An Opinionated Guide to Microarray Data Analysis

Normalization of ChIP-chip Data

Most of the issues that arise in expression normalization are also issues for other array assays such as ChIP. However many of the methods some normalization issues specific to ChIP arrays, such as compensating for the different enrichment, and other forms of technical variation in the IP step, and the PCR step. Although many popular ChIP assays use competitive two-color hybridization, the widely-used loess normalization for two-color expression arrays distorts the signals, because the average of the two channels is correlated with the signal; furthermore, there are usually two branches to the distribution of log-ratios, and the probes in these branches seem to have different characteristics. Because of the difficulty of normalizing ChIP and MeDIP data, some major innovations in array normalization were tried first on ChIP arrays, and are still best known there.

= Things to do =
a: Rewrite the passage on ChIP-chip normalization starting at "Most of the" and ending at "best known there.", swapping "loess" for "lowess".
b: According to the text on ChIP-chip normalization, why does the widely-used loess normalization for two-color expression arrays distort ChIP signals?
c: Continue the text on ChIP-chip normalization, picking up after its final sentence.
The records that follow have no connection to the text on ChIP-chip normalization.

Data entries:

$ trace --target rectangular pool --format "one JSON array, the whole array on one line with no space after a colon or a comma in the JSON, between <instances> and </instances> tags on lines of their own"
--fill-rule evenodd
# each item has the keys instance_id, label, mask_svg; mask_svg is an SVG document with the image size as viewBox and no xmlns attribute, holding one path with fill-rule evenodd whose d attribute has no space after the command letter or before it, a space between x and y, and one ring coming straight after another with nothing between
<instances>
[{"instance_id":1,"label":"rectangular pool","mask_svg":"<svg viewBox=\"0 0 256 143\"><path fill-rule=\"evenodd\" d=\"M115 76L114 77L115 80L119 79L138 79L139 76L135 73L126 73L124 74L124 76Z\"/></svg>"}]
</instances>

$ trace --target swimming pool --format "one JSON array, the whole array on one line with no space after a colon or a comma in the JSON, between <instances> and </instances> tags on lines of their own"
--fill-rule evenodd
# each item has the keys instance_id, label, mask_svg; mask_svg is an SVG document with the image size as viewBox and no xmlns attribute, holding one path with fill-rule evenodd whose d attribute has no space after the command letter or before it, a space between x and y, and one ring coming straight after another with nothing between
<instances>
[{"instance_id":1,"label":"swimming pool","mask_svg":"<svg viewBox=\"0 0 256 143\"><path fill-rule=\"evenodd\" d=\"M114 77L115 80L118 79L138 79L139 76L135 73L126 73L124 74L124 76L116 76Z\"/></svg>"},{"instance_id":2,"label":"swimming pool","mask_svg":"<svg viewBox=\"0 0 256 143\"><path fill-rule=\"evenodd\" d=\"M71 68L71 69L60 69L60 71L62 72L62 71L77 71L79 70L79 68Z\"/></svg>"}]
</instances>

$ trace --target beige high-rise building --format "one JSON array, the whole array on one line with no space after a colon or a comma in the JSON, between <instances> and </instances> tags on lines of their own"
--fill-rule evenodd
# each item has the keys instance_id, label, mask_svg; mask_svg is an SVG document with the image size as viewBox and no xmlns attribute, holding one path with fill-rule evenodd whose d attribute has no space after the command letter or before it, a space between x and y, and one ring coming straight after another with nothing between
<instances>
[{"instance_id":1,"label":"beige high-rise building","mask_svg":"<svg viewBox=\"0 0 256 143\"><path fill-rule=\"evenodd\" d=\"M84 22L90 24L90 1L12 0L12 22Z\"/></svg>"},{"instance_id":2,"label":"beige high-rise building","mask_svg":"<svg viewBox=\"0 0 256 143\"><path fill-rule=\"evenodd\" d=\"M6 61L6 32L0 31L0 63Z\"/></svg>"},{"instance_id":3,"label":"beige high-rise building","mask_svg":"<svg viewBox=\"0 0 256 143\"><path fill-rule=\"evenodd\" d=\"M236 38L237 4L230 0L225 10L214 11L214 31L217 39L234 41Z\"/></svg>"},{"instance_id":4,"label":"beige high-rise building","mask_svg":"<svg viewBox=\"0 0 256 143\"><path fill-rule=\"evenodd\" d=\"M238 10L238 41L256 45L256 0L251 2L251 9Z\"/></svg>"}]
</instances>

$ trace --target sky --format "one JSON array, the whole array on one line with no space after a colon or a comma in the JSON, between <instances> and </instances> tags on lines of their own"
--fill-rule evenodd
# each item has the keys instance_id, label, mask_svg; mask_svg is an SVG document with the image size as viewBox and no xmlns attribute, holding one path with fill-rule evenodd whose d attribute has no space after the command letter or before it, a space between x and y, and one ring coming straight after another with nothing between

= Answers to each task =
a:
Most of the issues that arise in expression normalization are also issues for other array assays such as ChIP. However many of the methods some normalization issues specific to ChIP arrays, such as compensating for the different enrichment, and other forms of technical variation in the IP step, and the PCR step. Although many popular ChIP assays use competitive two-color hybridization, the widely-used lowess normalization for two-color expression arrays distorts the signals, because the average of the two channels is correlated with the signal; furthermore, there are usually two branches to the distribution of log-ratios, and the probes in these branches seem to have different characteristics. Because of the difficulty of normalizing ChIP and MeDIP data, some major innovations in array normalization were tried first on ChIP arrays, and are still best known there.

b: It distorts them because the average of the two channels is correlated with the signal.

c:
The most successful normalizations for ChIP-chips use probe sequence characteristics to try to predict the signal intensities on each chip; the predicted part of the signal is considered to be technical artefact since the probe sequences are unrelated to the biological process being measured. The MAT software package [1] utilizes this idea to normalize Affymetrix™ tiling arrays, but there isn’t a generic package available for most chip types. Furthermore the MAT package builds a statistical model by assuming that only a few probe measures reflect real signal; this assumption is true for arrays assaying transcription factor binding sites, but not for arrays assaying chromatin modifications. I have received calls from labs trying to use MAT on arrays which assay chromatin-modifications, and they are very confused about why they get such poor results.